**Task description**
For the listing below, output exactly the lines from the line with "Plain rules. Mark every instance of the orange" up to and including the line with "Target: ground cover plant", and no other lines.

**Task data**
======

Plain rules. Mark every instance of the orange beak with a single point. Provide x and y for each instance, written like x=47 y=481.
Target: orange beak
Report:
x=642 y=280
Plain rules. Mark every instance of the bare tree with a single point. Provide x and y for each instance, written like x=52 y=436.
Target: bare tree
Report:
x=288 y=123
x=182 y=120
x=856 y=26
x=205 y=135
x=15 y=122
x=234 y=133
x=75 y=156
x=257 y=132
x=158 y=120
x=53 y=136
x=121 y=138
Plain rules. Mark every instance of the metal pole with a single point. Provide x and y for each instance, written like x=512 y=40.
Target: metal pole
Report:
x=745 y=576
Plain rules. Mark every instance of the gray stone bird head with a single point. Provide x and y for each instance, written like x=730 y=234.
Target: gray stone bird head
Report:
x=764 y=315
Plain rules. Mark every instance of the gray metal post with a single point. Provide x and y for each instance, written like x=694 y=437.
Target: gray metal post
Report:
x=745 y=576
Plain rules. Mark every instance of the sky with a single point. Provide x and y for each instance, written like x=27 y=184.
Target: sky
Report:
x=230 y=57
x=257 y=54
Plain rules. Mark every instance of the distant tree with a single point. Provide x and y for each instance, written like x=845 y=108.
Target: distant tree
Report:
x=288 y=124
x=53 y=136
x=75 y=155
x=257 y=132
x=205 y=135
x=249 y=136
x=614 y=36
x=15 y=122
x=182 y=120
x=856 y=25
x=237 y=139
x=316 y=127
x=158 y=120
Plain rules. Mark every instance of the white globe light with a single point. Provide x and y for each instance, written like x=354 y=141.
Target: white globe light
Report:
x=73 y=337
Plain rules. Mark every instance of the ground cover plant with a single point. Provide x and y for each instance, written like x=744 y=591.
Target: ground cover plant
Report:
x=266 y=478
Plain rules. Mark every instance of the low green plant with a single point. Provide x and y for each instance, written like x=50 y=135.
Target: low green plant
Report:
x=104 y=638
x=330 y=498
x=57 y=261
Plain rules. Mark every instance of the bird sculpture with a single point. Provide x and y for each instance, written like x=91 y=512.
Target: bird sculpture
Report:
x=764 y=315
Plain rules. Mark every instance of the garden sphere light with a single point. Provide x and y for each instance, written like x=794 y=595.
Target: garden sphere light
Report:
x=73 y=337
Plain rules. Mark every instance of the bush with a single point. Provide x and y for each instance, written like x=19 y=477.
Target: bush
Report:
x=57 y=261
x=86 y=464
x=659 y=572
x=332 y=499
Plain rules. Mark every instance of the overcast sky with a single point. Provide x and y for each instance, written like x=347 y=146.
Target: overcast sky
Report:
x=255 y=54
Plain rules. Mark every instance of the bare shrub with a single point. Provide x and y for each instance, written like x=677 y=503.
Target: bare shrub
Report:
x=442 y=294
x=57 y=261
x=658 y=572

======

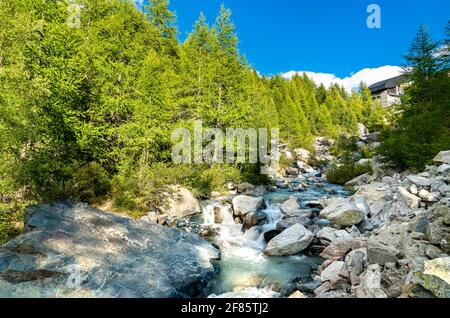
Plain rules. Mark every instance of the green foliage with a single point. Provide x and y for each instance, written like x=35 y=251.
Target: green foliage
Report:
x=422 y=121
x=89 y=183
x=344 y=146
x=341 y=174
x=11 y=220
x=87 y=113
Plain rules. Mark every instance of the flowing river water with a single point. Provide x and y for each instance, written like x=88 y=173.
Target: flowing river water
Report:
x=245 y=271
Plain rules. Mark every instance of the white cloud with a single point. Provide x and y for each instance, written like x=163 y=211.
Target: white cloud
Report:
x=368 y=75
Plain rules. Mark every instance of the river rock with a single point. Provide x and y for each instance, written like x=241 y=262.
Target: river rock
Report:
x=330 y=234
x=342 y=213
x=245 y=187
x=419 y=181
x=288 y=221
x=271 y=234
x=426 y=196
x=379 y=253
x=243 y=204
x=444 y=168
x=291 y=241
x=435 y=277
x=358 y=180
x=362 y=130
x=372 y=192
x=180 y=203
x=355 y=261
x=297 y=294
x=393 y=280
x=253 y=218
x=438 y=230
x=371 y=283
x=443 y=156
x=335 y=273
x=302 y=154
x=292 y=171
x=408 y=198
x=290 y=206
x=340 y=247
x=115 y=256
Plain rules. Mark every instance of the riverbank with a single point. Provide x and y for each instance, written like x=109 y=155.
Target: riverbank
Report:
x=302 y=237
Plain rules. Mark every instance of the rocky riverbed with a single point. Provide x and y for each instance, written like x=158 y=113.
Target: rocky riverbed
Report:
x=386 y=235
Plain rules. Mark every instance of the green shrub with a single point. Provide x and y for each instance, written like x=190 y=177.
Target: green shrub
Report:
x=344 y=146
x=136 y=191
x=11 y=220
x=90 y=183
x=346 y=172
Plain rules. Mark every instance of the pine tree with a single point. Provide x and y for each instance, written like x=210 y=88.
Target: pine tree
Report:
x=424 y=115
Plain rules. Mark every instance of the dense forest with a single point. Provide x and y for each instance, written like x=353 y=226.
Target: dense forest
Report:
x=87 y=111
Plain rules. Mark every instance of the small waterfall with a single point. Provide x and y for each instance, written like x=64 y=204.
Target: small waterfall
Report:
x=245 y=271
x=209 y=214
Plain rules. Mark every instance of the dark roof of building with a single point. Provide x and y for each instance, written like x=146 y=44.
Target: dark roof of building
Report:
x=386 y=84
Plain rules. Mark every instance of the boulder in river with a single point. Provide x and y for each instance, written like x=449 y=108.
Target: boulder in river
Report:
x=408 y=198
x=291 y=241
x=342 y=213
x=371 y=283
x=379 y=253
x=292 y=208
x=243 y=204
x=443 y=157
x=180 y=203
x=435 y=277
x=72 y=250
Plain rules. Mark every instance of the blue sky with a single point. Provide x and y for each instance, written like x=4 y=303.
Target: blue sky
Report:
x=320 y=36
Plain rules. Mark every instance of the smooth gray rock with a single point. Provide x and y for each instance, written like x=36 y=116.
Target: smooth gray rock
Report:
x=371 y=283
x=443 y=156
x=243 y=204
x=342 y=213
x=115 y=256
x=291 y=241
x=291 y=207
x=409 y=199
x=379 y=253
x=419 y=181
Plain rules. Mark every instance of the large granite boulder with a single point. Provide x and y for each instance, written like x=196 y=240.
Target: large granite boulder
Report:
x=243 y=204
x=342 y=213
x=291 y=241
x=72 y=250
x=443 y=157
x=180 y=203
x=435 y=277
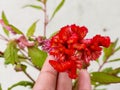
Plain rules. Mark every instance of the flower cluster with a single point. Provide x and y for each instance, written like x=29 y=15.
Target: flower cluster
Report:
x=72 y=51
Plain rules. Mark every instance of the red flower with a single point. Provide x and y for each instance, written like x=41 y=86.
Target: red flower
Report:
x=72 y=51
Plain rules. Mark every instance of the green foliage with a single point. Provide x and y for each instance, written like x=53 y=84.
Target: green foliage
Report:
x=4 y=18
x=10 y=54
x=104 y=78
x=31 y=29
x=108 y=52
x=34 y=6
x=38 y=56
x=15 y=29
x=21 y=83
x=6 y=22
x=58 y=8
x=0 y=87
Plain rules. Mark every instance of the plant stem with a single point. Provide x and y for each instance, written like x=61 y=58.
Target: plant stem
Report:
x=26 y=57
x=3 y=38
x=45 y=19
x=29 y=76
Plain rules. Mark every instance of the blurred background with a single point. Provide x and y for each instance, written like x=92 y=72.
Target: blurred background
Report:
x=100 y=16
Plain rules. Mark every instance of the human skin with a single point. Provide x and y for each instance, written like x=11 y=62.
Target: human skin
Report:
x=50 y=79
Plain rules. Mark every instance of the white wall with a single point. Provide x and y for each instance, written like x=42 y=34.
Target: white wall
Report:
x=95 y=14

======

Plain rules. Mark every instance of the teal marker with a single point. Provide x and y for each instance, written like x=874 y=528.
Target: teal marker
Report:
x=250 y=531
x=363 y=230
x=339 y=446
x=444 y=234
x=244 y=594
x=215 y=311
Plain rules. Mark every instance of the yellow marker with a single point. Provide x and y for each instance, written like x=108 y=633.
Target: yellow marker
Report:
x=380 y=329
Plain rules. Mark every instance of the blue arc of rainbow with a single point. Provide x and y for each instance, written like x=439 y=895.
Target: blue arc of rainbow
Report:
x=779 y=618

======

**Your response**
Plain rules. Mark every instance of the orange beak with a single point. Provide x and y for each instance, written like x=47 y=481.
Target: orange beak
Report:
x=642 y=280
Plain rules. Mark every instance of the bare tree with a single point. Provide x and y for each instance, written like x=52 y=436.
Target: bare tree
Report:
x=288 y=123
x=182 y=120
x=856 y=26
x=205 y=135
x=15 y=122
x=234 y=133
x=75 y=156
x=257 y=132
x=158 y=120
x=53 y=136
x=121 y=138
Plain rules. Mark every instance of the metal pole with a single point. Provide x and y for each instance, written like x=512 y=40.
Target: metal pole
Report:
x=745 y=576
Plain rules. Mark every instance of the gray stone bird head with a single point. Provide x and y for each instance, written like x=730 y=234.
Target: gray stone bird head
Report:
x=764 y=315
Plain rules. Mark every instance of the gray metal post with a single point. Provide x and y for each instance, written like x=694 y=437.
Target: gray metal post
Report:
x=745 y=576
Plain rules. Mark every instance of the sky with a single point. Provide x and y for each instance, written like x=27 y=184.
Target: sky
Report:
x=230 y=57
x=257 y=54
Plain rules. Mark every instance of the distant tree with a single point. Provide x and y for each instance, written like x=845 y=108.
Target: distant tree
Report:
x=288 y=124
x=53 y=136
x=75 y=155
x=257 y=132
x=205 y=135
x=249 y=136
x=614 y=36
x=15 y=122
x=182 y=120
x=856 y=25
x=237 y=139
x=316 y=127
x=158 y=120
Plain rules. Mark every instance of the white globe light with a single point. Provide x and y for each instance, written like x=354 y=141.
Target: white globe light
Report:
x=73 y=337
Plain rules. Mark every instance of the ground cover plant with a single point. Provide x and y for each instance, written like x=744 y=591.
Target: ground cover plant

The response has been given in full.